(SHORT EXERCISE) Print all the records exactly, please.

Dataset rows on where objects appear
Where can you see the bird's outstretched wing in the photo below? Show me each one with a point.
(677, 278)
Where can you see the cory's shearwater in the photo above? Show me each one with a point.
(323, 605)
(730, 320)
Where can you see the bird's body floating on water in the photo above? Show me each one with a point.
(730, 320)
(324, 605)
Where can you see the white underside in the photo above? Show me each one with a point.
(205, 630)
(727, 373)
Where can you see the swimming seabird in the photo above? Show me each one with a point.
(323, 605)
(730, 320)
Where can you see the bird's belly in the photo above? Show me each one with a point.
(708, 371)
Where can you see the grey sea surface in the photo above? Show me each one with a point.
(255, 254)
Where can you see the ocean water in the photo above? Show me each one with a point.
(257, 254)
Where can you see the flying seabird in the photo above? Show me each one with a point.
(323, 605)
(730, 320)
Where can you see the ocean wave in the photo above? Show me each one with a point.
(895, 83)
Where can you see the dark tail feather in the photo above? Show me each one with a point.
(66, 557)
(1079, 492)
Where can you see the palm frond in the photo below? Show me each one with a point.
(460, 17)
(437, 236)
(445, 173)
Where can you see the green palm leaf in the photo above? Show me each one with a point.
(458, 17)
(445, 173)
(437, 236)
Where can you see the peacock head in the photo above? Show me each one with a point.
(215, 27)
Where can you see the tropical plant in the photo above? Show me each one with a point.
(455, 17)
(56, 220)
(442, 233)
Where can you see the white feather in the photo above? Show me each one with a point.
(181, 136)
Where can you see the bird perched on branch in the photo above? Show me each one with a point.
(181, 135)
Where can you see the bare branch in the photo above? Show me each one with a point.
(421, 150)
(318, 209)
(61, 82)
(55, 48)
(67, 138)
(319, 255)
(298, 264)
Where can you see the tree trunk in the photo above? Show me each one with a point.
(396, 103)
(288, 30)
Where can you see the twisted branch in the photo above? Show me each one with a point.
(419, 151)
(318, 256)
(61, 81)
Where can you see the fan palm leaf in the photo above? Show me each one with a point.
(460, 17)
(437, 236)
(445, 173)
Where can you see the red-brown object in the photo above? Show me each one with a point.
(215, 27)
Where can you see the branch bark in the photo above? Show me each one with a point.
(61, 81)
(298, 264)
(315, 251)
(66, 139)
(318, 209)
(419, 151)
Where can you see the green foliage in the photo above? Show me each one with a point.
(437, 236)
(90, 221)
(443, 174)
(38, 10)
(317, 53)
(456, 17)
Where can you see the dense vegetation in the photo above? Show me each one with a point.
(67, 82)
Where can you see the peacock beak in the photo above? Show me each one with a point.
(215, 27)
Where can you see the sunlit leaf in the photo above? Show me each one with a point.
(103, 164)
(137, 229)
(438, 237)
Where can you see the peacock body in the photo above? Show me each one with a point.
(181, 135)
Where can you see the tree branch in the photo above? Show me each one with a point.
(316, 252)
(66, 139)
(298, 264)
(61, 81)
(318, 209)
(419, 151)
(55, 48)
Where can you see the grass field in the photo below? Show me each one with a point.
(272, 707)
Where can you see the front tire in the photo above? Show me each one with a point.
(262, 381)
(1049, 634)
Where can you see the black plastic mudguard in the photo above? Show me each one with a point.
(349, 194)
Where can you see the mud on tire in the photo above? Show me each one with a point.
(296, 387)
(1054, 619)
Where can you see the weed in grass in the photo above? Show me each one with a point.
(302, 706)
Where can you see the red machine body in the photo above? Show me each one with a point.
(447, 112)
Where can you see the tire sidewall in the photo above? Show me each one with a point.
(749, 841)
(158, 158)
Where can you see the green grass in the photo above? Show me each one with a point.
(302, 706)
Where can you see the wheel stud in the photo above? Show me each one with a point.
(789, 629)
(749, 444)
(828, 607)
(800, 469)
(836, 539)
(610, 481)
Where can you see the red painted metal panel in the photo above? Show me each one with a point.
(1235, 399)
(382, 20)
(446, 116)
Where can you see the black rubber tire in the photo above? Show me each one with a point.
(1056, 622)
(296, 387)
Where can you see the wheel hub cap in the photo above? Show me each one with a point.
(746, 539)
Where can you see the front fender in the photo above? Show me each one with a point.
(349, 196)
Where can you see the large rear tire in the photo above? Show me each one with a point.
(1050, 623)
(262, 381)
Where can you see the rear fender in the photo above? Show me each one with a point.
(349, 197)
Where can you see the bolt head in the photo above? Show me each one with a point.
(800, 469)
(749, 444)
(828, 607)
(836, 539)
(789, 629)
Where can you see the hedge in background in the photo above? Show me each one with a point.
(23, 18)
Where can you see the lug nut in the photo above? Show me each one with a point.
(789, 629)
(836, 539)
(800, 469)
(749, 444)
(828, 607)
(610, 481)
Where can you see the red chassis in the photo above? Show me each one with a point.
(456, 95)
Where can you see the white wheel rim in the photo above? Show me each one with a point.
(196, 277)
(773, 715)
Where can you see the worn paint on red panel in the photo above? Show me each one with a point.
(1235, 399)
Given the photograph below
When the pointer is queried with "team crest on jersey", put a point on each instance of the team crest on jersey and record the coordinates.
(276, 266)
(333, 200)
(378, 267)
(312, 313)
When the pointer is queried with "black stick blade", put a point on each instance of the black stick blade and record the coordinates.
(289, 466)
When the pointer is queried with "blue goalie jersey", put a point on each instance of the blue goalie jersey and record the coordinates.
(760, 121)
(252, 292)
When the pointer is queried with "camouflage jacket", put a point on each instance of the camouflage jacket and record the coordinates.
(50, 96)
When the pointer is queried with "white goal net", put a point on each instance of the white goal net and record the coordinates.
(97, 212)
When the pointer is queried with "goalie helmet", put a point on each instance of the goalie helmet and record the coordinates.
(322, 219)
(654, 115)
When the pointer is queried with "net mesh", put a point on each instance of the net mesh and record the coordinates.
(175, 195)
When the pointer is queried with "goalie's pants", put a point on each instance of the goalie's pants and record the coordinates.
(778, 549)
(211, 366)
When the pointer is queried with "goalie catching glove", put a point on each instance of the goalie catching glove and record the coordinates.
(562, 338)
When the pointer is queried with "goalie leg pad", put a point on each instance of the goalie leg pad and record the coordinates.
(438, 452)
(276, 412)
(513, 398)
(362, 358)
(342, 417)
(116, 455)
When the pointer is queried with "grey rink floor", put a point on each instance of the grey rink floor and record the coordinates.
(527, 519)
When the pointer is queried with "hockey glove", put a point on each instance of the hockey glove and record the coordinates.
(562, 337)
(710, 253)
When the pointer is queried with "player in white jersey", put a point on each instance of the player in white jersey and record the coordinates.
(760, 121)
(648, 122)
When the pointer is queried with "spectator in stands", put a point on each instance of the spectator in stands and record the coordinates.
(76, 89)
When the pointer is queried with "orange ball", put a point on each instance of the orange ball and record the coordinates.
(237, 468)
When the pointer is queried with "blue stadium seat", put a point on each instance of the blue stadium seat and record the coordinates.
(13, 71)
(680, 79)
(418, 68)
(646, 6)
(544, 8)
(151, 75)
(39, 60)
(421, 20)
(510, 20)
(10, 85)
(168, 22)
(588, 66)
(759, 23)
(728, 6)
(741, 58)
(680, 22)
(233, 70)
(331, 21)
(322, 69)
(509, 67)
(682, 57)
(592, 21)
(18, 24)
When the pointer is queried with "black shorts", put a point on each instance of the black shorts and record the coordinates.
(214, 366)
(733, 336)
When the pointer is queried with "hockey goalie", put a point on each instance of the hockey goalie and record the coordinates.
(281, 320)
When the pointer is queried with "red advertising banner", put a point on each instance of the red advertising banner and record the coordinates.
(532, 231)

(TASK OUTPUT)
Where can you see the bird's outstretched wing in the photo below? Show me each one with a point.
(677, 278)
Where can you see the cory's shearwater in the photo above? Show me each one with a point.
(323, 605)
(730, 320)
Where can you see the bird's body floating on water in the photo above? Show me each one with a point.
(730, 320)
(324, 605)
Where can you see the white underside in the photo above? Show me each one with a point.
(205, 630)
(727, 373)
Where can you see the swimming seabird in the photo above? Show me each one with a point.
(323, 605)
(730, 320)
Where can you see the bird's belly in the photo above? Show me each one with a point.
(708, 371)
Where can you see the grey sea surface in the photo above? Show me each one with a point.
(255, 254)
Where can you see the ocean water in the photo above? Show me each one with a point.
(257, 254)
Where can you see the flying seabird in the photo above? Show me each one with a point.
(323, 605)
(730, 320)
Where can you see the ocean wave in the photo above? Show me each one with a point.
(895, 83)
Where can you see the dark tail feather in the photo above? Show me each one with a point.
(66, 557)
(1079, 492)
Where can you see the palm frond in the photo below? Show me each one with a point.
(460, 17)
(437, 236)
(445, 173)
Where can you see the green palm leaf in the photo above? Show me each one with a point.
(458, 17)
(445, 173)
(437, 236)
Where can you see the peacock head in the photo above? Show me each one with a point.
(215, 27)
Where can you see the tropical plant in the photo above? Show me each one with a point.
(455, 17)
(56, 220)
(442, 233)
Where can you see the white feather in the photo above? Show me each one with a point.
(181, 136)
Where can you see the bird perched on branch in the photo above? Show me each one with a point.
(181, 135)
Where can you see the bare branch in the photo above? Show me each one with a point.
(421, 150)
(318, 209)
(61, 82)
(55, 48)
(67, 138)
(319, 255)
(298, 264)
Where can you see the tree trunk in the photo above? Show me each one with a point.
(396, 103)
(288, 30)
Where can you see the twisted branch in the photo above? Show me each one with a point.
(419, 151)
(318, 256)
(61, 81)
Where can you see the fan palm leaf in the photo above? Show me each one with a point.
(460, 17)
(437, 236)
(445, 173)
Where can you see the red-brown object in the photo above? Show me each one with a point.
(215, 27)
Where can you see the branch bark in the photo above? Show me each one with a point.
(61, 81)
(298, 264)
(315, 251)
(66, 139)
(318, 209)
(419, 151)
Where can you see the green foliage in the photo above? Show me each one with a point.
(437, 236)
(90, 221)
(443, 174)
(38, 10)
(317, 53)
(456, 17)
Where can you see the dense vegetation in the photo above? Show me each one with a point.
(67, 82)
Where can you see the peacock beak in the photo above? Show me each one with a point.
(215, 27)
Where can you see the sunlit leaf in the photo above? Show me each one with a point.
(103, 164)
(137, 229)
(438, 237)
Where can you see the peacock body in the photo above? Show me each one with a point.
(181, 135)
Where can you see the tree branch in the photo above? Show me each one with a point.
(316, 252)
(66, 139)
(298, 264)
(61, 81)
(318, 209)
(419, 151)
(55, 48)
Where can you see the grass field in the photo below? Show me each one with a point.
(272, 707)
Where can you see the front tire in the photo above? Show me each one with a point.
(262, 381)
(1049, 634)
Where can you see the black plastic mudguard in the photo above? Show me each one with a point.
(349, 194)
Where can you see the mud on tire in the photo above? Show me each one with a point.
(296, 387)
(1054, 619)
Where can you see the weed in grass in the photo above? Show me each one with a point.
(302, 706)
Where can you see the red machine body in the photo above? Show me each one with a point.
(447, 112)
Where can you see the tire sidewall in the photo above? Show me each one with a point.
(749, 841)
(158, 158)
Where can you see the green grass in the photo above? Show me each one with a point.
(302, 706)
Where can you see the wheel stud in the photo above? Show me each one with a point.
(789, 629)
(749, 444)
(828, 607)
(800, 469)
(836, 539)
(610, 481)
Where can you see the red painted metal panel in the photo above? Show me each one with a point.
(1235, 399)
(382, 20)
(446, 116)
Where can you see the black rubber tire in the photo above? Show me each one with a point.
(1056, 622)
(296, 387)
Where can you see the wheel hub cap in the photo above? Show me each one with a point.
(746, 539)
Where can you see the front fender in the photo above? Show me each one with a point.
(349, 196)
Where can you see the large rear tire in the photo above? Show me each one with a point.
(1050, 623)
(262, 381)
Where can you see the rear fender in the photo above? Show me each one with a point.
(349, 197)
Where can you see the bolt head in the photo above? Show me each one with a point.
(800, 469)
(749, 444)
(828, 607)
(836, 539)
(789, 629)
Where can you see the hedge in background in the photo above? Show me each one with a point.
(23, 18)
Where can you see the lug nut in the photo above? Show me each one with a point.
(789, 629)
(836, 539)
(800, 469)
(749, 444)
(828, 607)
(610, 481)
Where can you see the red chassis in the photo above? Show me each one with a point.
(456, 95)
Where can you see the white wheel rim in the photo above? Show me each one with a point.
(196, 277)
(773, 715)
Where can you see the worn paint on red panel in the photo above? Show me each one with a point.
(1235, 399)
Given the photograph below
When the pointer is queried with "team crest on jersey", put a point on each instance of the team crest on jersey and record the coordinates.
(276, 266)
(333, 200)
(378, 267)
(312, 313)
When the pointer is queried with "black stick blade", put a point on each instance of the black stick blade and record the coordinates.
(289, 466)
When the pointer is queried with "blue goalie jersey", put a point on each instance of the blue goalie jersey and record the coordinates.
(760, 121)
(252, 292)
When the pointer is queried with "camouflage jacket", put a point on each instance of the camouflage jacket and record the coordinates.
(50, 96)
When the pointer is queried with "white goal net", put a point on each instance of the white goal net and record the coordinates.
(97, 212)
When the pointer is queried with "goalie helmet", put a point on each instance of the goalie helmet and record the coordinates.
(322, 219)
(654, 115)
When the pointer is queried with "net mesh", put a point on each instance of the net mesh and record the coordinates.
(175, 195)
When the pointer is queried with "goalie's pants", put a point on each instance of the goalie's pants and record the coordinates.
(778, 549)
(211, 366)
When the pointer is queried with "goalie catching glove", put a point on each instance of the goalie catching glove and record the coordinates.
(562, 338)
When the pointer is queried with "goalie leg pad", put a point on each instance of the goalie leg pad and record the coordinates.
(438, 452)
(276, 412)
(513, 398)
(362, 358)
(342, 417)
(116, 455)
When the pointer is queried with "grey rink floor", put a point on each instance of the grey rink floor and record the coordinates.
(527, 519)
When the pointer is queried with "hockey glove", put a point on each instance of the hockey glove and record the coordinates.
(562, 337)
(710, 253)
When the pointer is queried with "player in white jersey", put a point on each instance of the player in white jersey and record the coordinates.
(760, 121)
(648, 122)
When the pointer is queried with "spectator in stands", put a point on each instance of the spectator in stands and record the coordinates.
(76, 89)
When the pointer is queried with "orange ball", put a point on each instance of the orange ball and record the coordinates.
(237, 468)
When the pointer is queried with "blue stadium seat", put a point on each instance of the blue stadium seat and record the coordinates.
(13, 71)
(680, 79)
(418, 68)
(646, 6)
(544, 8)
(151, 75)
(39, 60)
(421, 20)
(510, 20)
(10, 85)
(168, 22)
(588, 66)
(759, 23)
(728, 6)
(741, 58)
(680, 22)
(233, 70)
(331, 21)
(322, 69)
(509, 67)
(682, 57)
(592, 21)
(18, 24)
When the pointer is queried with "black shorts", put a point on each instance of the black shorts and record the coordinates.
(214, 366)
(733, 336)
When the pointer is queried with "hockey goalie", put a point on each instance of the hockey goalie and record the coordinates.
(281, 320)
When the pointer is queried with "red advertising banner", put a point on each instance of the red advertising banner and record the coordinates.
(532, 231)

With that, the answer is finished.